Exercise |
The records below are to be duplicated exactly as they appear.

Stored dataset items:
--- START ---

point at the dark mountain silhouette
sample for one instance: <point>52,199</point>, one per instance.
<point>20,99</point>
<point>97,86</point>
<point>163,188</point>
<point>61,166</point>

--- END ---

Solution to this exercise |
point at the dark mountain silhouette
sample for one instance: <point>52,199</point>, one per instance.
<point>20,99</point>
<point>97,86</point>
<point>163,188</point>
<point>61,166</point>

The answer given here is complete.